*** Opening Task material ***
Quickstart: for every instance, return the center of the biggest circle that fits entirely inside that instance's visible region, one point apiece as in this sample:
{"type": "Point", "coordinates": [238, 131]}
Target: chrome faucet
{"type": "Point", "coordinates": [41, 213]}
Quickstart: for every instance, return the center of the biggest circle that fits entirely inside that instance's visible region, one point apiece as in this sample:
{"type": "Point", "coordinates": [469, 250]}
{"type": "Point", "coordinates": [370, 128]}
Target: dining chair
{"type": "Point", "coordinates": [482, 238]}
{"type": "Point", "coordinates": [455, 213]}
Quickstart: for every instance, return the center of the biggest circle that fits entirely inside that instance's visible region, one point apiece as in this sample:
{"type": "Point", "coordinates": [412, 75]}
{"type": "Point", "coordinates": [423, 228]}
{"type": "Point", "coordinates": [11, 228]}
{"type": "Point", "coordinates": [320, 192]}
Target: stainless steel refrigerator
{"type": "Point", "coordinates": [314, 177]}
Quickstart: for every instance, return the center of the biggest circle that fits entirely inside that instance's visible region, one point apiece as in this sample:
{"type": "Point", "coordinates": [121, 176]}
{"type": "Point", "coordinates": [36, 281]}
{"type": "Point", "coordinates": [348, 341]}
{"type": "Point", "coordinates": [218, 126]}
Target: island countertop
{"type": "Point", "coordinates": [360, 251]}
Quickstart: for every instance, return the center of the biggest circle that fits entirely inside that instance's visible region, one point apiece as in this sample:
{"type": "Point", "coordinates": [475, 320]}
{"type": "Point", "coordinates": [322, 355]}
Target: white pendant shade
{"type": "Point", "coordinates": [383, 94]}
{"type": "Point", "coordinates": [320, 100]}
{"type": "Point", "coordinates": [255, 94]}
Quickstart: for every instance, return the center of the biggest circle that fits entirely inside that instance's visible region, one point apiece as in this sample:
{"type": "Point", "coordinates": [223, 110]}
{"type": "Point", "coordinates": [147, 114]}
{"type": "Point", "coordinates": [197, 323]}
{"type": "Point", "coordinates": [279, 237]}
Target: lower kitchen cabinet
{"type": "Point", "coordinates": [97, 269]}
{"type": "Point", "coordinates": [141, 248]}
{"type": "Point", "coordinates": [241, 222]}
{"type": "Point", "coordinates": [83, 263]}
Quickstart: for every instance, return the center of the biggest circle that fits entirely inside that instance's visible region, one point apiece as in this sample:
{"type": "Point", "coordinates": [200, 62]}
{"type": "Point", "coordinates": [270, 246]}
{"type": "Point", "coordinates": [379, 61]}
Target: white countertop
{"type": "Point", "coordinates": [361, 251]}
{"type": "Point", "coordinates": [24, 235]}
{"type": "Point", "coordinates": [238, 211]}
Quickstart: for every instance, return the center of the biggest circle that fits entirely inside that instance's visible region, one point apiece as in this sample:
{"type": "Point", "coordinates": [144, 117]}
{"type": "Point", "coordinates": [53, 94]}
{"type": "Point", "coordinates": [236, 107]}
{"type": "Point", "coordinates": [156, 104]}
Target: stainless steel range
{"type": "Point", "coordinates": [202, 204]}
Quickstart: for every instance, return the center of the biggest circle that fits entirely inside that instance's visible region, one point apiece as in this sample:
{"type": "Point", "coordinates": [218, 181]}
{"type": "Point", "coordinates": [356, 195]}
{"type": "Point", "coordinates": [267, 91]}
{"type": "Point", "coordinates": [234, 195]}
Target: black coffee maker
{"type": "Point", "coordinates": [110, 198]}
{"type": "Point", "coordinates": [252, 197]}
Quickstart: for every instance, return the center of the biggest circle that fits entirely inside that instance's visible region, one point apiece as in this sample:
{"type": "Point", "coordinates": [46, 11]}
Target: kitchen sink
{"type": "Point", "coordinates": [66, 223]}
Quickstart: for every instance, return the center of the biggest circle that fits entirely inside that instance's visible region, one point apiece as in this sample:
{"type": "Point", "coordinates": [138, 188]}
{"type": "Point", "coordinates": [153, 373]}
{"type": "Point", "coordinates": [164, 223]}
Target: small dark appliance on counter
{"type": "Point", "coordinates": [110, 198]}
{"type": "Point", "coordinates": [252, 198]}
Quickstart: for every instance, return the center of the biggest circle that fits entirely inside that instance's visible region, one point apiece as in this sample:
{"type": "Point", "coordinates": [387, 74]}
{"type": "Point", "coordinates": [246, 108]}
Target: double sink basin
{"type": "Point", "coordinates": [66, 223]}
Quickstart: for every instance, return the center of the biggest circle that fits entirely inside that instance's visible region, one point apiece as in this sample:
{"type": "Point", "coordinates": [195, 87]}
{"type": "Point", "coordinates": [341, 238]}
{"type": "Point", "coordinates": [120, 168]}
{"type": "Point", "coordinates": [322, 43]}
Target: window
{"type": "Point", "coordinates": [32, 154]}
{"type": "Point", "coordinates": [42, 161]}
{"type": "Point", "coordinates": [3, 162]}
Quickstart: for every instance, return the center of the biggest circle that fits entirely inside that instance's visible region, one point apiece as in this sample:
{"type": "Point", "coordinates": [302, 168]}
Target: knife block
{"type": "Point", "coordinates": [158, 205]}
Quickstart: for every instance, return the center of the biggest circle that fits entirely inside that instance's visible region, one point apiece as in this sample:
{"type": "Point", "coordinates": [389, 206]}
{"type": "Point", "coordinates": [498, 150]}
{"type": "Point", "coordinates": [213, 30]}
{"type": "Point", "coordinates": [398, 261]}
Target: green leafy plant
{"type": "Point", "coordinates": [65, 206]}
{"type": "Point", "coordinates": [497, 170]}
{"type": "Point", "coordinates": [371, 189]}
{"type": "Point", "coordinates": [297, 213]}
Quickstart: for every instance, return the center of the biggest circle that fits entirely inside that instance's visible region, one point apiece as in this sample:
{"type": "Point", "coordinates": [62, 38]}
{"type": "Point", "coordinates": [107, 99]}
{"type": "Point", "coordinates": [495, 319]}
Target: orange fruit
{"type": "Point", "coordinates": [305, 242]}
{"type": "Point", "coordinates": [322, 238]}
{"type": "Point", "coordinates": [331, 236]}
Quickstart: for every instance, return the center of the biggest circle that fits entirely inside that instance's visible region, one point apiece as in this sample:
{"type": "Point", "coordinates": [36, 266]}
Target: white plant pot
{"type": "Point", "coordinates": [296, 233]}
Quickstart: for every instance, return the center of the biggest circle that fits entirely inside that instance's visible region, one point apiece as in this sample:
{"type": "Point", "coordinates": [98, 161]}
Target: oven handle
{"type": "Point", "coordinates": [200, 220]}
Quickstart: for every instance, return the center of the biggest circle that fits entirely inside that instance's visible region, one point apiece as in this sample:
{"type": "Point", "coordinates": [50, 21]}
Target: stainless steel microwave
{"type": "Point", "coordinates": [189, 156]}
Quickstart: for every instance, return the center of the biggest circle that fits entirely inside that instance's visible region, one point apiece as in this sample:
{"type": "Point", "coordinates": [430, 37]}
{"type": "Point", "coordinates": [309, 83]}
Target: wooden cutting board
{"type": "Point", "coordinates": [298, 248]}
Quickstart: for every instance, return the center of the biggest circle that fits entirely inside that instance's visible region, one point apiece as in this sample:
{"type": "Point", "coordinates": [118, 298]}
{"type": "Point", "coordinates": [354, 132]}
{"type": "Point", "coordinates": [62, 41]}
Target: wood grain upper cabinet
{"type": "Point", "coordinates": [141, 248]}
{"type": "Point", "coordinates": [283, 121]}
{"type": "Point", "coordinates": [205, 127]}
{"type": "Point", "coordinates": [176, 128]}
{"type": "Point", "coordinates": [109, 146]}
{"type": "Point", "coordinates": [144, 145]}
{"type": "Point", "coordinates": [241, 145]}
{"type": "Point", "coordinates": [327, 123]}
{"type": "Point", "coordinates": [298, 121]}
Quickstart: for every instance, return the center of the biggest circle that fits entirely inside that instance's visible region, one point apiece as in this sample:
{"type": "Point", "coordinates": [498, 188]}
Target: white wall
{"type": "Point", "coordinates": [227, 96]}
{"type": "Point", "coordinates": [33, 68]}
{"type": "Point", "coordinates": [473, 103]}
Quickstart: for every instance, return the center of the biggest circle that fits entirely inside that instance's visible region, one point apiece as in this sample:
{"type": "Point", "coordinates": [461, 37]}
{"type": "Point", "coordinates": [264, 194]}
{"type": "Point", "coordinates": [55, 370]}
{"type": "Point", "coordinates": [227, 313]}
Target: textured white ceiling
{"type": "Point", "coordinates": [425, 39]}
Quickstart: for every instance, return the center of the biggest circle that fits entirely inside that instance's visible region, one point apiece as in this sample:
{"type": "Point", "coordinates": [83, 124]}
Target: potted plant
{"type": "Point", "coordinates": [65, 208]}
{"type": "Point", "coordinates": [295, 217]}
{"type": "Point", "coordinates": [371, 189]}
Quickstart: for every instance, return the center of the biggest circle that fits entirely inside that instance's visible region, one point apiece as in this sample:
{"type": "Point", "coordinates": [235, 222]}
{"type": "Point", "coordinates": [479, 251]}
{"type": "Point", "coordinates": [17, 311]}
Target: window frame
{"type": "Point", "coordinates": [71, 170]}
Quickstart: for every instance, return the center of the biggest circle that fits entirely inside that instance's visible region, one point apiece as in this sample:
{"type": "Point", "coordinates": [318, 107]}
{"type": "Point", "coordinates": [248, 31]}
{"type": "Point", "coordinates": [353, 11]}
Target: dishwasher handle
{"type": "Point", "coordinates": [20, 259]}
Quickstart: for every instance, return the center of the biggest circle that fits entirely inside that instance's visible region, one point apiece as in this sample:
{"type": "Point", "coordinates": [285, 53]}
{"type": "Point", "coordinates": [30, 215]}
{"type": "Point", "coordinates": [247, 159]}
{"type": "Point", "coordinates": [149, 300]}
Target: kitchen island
*** Closing Task material ***
#### What to work on
Having located the line containing "Target: dishwasher handle", set it down along with every line after it through the end of the data, reproducing each exactly.

#### Solution to this exercise
Target: dishwasher handle
{"type": "Point", "coordinates": [20, 259]}
Quickstart: for every instance, return the center of the biggest circle that fits entirely inside that instance's visible region, one point apiece as in this sample:
{"type": "Point", "coordinates": [285, 53]}
{"type": "Point", "coordinates": [30, 215]}
{"type": "Point", "coordinates": [247, 159]}
{"type": "Point", "coordinates": [149, 300]}
Target: kitchen island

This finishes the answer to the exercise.